---------- SUPPLIED DATA ----------

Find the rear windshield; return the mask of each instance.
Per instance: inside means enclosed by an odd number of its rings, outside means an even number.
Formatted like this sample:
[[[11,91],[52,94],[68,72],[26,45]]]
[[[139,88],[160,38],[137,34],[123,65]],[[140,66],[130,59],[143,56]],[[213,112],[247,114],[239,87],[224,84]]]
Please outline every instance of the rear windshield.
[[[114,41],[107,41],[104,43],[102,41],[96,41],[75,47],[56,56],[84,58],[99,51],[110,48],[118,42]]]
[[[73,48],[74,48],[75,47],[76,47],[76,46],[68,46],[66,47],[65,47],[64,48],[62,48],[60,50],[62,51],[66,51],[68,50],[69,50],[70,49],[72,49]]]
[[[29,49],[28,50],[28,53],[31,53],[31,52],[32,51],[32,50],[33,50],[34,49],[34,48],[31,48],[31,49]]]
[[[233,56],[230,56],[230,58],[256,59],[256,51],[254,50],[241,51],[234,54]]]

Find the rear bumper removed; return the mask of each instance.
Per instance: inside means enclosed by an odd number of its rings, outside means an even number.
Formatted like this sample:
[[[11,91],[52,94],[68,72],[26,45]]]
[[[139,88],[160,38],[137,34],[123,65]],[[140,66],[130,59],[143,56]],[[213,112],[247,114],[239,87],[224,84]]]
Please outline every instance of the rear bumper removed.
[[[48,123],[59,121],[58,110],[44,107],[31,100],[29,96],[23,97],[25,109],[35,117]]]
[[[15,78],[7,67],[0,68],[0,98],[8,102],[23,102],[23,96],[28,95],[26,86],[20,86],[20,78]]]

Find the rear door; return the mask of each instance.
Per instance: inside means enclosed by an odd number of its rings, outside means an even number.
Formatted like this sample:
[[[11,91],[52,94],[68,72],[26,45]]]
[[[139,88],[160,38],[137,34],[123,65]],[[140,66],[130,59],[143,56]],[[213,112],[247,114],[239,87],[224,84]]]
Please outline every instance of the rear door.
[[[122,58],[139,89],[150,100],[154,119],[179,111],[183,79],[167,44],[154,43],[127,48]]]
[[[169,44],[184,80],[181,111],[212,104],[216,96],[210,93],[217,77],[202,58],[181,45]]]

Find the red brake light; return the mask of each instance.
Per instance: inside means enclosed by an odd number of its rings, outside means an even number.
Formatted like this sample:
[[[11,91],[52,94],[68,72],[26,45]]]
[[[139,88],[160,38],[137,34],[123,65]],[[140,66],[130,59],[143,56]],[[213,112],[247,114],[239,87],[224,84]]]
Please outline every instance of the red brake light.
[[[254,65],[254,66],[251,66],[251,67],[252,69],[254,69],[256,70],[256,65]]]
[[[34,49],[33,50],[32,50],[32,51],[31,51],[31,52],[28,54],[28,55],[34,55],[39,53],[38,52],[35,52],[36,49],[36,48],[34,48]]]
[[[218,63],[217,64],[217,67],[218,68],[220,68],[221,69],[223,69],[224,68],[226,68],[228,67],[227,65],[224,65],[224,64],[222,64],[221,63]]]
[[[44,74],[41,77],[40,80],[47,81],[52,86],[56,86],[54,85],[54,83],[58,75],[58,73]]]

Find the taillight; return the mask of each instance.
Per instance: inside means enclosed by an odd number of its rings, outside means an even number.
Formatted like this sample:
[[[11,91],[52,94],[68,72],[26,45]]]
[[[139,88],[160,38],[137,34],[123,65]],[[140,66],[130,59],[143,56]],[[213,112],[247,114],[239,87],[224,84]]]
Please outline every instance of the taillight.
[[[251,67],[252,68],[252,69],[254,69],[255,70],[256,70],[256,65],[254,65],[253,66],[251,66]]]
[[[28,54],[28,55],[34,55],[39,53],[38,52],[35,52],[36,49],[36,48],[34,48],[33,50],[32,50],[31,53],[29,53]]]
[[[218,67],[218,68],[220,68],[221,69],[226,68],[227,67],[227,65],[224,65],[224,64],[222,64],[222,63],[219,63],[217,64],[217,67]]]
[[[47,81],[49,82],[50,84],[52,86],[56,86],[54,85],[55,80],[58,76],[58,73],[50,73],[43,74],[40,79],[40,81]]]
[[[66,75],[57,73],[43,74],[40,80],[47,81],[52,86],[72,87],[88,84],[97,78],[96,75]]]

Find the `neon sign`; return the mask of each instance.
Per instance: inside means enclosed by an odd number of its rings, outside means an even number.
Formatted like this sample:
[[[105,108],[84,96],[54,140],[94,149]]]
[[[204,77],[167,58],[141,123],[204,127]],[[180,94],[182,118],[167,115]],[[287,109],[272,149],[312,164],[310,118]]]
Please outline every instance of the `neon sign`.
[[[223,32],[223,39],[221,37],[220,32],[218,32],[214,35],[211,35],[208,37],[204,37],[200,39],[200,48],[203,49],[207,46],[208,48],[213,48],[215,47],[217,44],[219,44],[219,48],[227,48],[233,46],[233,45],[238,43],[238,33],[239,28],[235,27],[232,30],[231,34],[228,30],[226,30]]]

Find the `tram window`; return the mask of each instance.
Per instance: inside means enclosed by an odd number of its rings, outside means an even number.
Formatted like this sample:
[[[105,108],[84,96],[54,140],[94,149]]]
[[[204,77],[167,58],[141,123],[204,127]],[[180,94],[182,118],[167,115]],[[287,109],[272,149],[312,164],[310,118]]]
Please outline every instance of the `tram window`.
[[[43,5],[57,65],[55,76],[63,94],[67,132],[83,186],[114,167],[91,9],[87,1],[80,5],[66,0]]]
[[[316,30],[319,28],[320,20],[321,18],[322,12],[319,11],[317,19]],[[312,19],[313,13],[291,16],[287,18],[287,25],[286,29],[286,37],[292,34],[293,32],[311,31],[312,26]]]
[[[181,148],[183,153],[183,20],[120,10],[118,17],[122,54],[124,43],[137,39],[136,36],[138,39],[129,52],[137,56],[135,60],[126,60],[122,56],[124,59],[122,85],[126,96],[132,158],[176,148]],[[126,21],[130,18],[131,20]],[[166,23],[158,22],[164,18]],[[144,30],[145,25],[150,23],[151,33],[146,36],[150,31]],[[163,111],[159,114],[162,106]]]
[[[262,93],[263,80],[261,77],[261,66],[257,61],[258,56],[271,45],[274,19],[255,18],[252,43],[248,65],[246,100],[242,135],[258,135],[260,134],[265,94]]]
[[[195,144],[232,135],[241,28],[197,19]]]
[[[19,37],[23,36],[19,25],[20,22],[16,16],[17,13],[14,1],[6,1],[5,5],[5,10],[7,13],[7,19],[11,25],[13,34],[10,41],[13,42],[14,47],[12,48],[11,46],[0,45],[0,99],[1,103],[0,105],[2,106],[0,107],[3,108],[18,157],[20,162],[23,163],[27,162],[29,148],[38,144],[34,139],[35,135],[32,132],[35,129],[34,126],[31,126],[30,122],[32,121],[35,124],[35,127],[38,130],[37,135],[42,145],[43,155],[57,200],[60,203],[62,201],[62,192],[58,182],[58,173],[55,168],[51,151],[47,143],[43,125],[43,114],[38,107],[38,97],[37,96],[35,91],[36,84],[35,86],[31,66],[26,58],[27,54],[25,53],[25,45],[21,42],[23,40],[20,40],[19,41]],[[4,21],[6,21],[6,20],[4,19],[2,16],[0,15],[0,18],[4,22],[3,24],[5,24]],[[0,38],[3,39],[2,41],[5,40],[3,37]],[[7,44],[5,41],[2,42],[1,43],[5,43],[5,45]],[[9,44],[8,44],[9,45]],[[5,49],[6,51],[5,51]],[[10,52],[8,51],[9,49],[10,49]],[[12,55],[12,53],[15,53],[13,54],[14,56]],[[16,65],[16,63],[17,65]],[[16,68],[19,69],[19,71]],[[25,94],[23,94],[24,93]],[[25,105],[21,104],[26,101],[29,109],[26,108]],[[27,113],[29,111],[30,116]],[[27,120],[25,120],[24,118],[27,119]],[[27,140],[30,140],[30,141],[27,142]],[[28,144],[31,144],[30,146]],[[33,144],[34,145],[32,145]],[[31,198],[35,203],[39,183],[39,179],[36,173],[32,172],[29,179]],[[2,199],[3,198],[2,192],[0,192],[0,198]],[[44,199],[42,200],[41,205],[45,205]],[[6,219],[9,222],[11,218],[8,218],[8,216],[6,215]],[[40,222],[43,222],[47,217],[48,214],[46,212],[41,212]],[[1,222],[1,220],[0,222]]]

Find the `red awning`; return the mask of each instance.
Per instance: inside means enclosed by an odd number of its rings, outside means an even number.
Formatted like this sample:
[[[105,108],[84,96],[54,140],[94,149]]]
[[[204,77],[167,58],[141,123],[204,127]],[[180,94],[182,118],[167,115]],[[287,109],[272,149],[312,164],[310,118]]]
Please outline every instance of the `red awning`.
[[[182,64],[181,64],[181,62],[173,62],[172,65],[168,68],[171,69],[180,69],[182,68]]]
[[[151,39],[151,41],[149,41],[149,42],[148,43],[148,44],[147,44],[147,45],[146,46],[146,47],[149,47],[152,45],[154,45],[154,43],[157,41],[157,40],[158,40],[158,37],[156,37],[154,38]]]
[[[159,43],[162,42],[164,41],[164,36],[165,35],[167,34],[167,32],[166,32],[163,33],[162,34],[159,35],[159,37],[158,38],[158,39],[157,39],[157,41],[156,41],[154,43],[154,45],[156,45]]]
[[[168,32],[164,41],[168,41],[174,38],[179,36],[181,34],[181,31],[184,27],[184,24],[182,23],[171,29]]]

----------

**WHAT THE TASK ASKS**
Pick out every line of the data above that contains the word "rear" and copy each one.

**TASK RESULT**
Find the rear windshield; return the mask of each instance.
Please outline every instance of the rear windshield.
Find the rear bumper removed; return the mask of each instance.
Please outline every instance of the rear bumper removed.
Find the rear door; return the mask of each instance.
Please outline every instance of the rear door.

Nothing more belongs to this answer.